영역 레이블링 항목
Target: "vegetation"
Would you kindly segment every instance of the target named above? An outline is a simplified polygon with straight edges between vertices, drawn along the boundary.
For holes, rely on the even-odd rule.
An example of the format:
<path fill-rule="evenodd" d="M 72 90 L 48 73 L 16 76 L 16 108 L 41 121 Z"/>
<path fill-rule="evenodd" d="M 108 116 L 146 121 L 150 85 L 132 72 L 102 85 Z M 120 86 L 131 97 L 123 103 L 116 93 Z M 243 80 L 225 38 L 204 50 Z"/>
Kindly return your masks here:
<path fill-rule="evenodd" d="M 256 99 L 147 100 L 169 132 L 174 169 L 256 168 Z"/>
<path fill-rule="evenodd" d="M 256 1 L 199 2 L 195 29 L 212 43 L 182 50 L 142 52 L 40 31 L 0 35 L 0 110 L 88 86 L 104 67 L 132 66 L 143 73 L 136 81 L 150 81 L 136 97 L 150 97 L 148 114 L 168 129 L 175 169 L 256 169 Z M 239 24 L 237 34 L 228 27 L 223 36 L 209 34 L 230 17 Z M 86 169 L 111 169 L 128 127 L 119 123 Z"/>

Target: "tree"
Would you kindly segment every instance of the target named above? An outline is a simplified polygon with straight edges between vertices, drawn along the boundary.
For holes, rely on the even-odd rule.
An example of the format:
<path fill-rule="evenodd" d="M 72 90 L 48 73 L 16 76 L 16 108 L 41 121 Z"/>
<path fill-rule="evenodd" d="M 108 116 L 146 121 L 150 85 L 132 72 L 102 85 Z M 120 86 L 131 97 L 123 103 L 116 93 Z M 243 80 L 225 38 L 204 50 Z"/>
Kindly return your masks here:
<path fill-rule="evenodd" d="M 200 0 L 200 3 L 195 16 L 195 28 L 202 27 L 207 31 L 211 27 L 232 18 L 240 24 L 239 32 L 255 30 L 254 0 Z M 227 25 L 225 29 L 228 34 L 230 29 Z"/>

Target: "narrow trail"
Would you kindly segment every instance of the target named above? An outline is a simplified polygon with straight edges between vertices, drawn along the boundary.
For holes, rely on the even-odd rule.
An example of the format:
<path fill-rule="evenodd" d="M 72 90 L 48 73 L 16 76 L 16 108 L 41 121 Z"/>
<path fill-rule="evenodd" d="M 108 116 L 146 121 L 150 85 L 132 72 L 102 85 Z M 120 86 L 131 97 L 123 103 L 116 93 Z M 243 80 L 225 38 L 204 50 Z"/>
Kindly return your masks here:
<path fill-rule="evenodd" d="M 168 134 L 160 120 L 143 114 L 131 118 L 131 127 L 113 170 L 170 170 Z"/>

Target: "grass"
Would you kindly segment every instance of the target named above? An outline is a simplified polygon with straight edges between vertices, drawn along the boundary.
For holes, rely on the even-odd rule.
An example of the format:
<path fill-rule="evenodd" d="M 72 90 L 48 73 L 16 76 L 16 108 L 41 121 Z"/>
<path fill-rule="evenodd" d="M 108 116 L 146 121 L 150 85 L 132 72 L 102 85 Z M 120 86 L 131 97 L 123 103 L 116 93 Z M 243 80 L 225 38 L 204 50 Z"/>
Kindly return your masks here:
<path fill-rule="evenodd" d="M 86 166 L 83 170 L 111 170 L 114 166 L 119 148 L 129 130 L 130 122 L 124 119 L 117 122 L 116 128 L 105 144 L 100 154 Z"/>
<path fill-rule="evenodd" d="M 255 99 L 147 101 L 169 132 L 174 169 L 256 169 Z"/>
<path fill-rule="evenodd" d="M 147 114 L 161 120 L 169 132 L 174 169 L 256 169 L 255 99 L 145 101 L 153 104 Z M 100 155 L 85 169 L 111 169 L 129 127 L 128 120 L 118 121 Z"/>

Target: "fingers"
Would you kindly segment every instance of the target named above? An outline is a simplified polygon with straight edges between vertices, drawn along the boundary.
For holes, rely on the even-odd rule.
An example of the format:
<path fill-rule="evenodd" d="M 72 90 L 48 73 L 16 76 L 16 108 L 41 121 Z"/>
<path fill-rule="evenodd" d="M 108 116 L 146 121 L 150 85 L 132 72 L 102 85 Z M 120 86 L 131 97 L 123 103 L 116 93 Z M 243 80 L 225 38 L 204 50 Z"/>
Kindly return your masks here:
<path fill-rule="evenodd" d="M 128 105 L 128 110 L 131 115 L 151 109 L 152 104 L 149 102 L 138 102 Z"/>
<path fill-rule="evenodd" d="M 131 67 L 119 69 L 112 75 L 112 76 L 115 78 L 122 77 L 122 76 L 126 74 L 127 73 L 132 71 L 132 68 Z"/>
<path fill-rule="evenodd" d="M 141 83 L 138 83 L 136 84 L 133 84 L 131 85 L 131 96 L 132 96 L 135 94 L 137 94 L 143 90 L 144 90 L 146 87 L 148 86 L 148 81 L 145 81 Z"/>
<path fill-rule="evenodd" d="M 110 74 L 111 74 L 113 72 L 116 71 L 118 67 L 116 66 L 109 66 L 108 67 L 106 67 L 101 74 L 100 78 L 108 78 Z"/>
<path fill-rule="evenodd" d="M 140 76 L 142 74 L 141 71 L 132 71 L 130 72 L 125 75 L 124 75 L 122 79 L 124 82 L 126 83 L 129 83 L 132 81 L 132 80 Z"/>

→ 과제 지시사항
자료 전체에서 "masks"라는 표현을 모두 "outlines"라는 표현으로 대체하고, 나머지는 그대로 둔 채 다시 적으십시오.

→ 전체 답안
Target: "vegetation"
Would you kindly segment every instance of the target named above? An outline is a simplified polygon with straight edges between vertices, drawn along the boundary.
For holes, rely on the even-odd rule.
An example of the format:
<path fill-rule="evenodd" d="M 72 90 L 48 73 L 16 76 L 16 108 L 41 121 Z"/>
<path fill-rule="evenodd" d="M 108 116 L 146 121 L 150 85 L 132 72 L 102 85 Z M 120 86 L 131 97 L 123 103 L 116 93 Z M 243 80 L 225 38 L 204 50 Z"/>
Kindly return your outlines here:
<path fill-rule="evenodd" d="M 256 99 L 147 100 L 169 132 L 174 169 L 256 168 Z"/>
<path fill-rule="evenodd" d="M 256 1 L 199 2 L 195 29 L 212 43 L 182 50 L 142 52 L 40 31 L 0 35 L 0 110 L 88 86 L 104 67 L 132 66 L 143 73 L 136 81 L 150 81 L 136 97 L 150 97 L 148 114 L 168 129 L 175 169 L 256 169 Z M 239 24 L 237 34 L 228 27 L 223 36 L 209 34 L 230 17 Z M 86 169 L 111 169 L 128 127 L 119 123 Z"/>

Target: "tree"
Would you kindly segment every instance of the target named above? An outline is a simplified polygon with straight edges between vertices, drawn along the boundary.
For holes, rely on the even-odd rule.
An example of the format:
<path fill-rule="evenodd" d="M 72 90 L 48 73 L 16 76 L 16 108 L 41 121 Z"/>
<path fill-rule="evenodd" d="M 108 116 L 146 121 L 150 85 L 132 72 L 102 85 Z M 120 86 L 131 97 L 123 103 L 116 93 Z M 243 80 L 225 38 L 204 50 Z"/>
Kindly return your outlines here:
<path fill-rule="evenodd" d="M 200 0 L 200 3 L 195 16 L 195 28 L 202 27 L 207 31 L 211 27 L 232 18 L 240 24 L 239 32 L 255 30 L 254 0 Z M 227 25 L 225 29 L 228 34 L 230 29 Z"/>

Target: "narrow trail"
Would you kindly segment every instance of the target named above? An outline is a simplified polygon with straight edges between vertices, drawn along the boundary.
For holes, rely on the even-odd rule.
An example of the format:
<path fill-rule="evenodd" d="M 72 90 L 48 73 L 16 76 L 16 108 L 41 121 Z"/>
<path fill-rule="evenodd" d="M 108 116 L 146 121 L 150 85 L 132 72 L 102 85 Z M 120 86 L 131 97 L 123 103 L 116 93 Z M 243 80 L 225 38 L 204 50 Z"/>
Kindly return your outlines here:
<path fill-rule="evenodd" d="M 168 134 L 160 120 L 143 114 L 131 118 L 131 127 L 113 170 L 170 170 Z"/>

Target: "grass"
Would you kindly segment every instance of the target named above? An outline is a simplified polygon with straight edges between vertices, drawn along the boundary.
For holes, rely on the even-odd rule.
An example of the format:
<path fill-rule="evenodd" d="M 72 90 L 48 73 L 16 76 L 16 108 L 41 121 Z"/>
<path fill-rule="evenodd" d="M 108 116 L 146 121 L 150 85 L 132 72 L 102 85 Z M 120 86 L 131 97 L 123 103 L 116 93 Z M 243 80 L 225 38 L 204 50 Z"/>
Kindly return your outlines here:
<path fill-rule="evenodd" d="M 86 166 L 83 170 L 111 170 L 114 166 L 119 148 L 129 130 L 130 122 L 124 119 L 117 122 L 116 128 L 105 144 L 100 154 Z"/>
<path fill-rule="evenodd" d="M 255 99 L 147 101 L 169 132 L 174 169 L 256 169 Z"/>
<path fill-rule="evenodd" d="M 147 114 L 161 120 L 169 132 L 174 169 L 256 169 L 255 99 L 145 101 L 153 104 Z M 100 155 L 85 169 L 111 169 L 129 127 L 128 120 L 118 121 Z"/>

Target: "fingers"
Would you kindly segment every instance of the target named above? An outline is a simplified polygon with straight edges between vertices, drawn along the boundary.
For holes, rely on the even-odd rule.
An example of the format:
<path fill-rule="evenodd" d="M 72 90 L 48 73 L 16 76 L 16 108 L 41 121 Z"/>
<path fill-rule="evenodd" d="M 108 116 L 146 121 L 150 85 L 132 72 L 102 85 Z M 120 86 L 131 97 L 123 103 L 116 93 Z M 243 80 L 225 38 L 204 50 Z"/>
Kindly return your outlines here:
<path fill-rule="evenodd" d="M 128 105 L 128 110 L 131 115 L 151 109 L 152 104 L 149 102 L 138 102 Z"/>
<path fill-rule="evenodd" d="M 131 67 L 119 69 L 112 75 L 112 76 L 115 78 L 122 77 L 122 76 L 126 74 L 127 73 L 132 71 L 132 68 Z"/>
<path fill-rule="evenodd" d="M 141 83 L 138 83 L 136 84 L 133 84 L 131 85 L 131 96 L 132 96 L 135 94 L 137 94 L 143 90 L 144 90 L 146 87 L 148 86 L 148 81 L 145 81 Z"/>
<path fill-rule="evenodd" d="M 110 74 L 111 74 L 113 72 L 116 71 L 118 67 L 116 66 L 109 66 L 108 67 L 106 67 L 101 74 L 100 78 L 108 78 Z"/>
<path fill-rule="evenodd" d="M 140 76 L 142 74 L 141 71 L 132 71 L 130 72 L 125 75 L 124 75 L 122 79 L 124 82 L 126 83 L 129 83 L 132 81 L 132 80 Z"/>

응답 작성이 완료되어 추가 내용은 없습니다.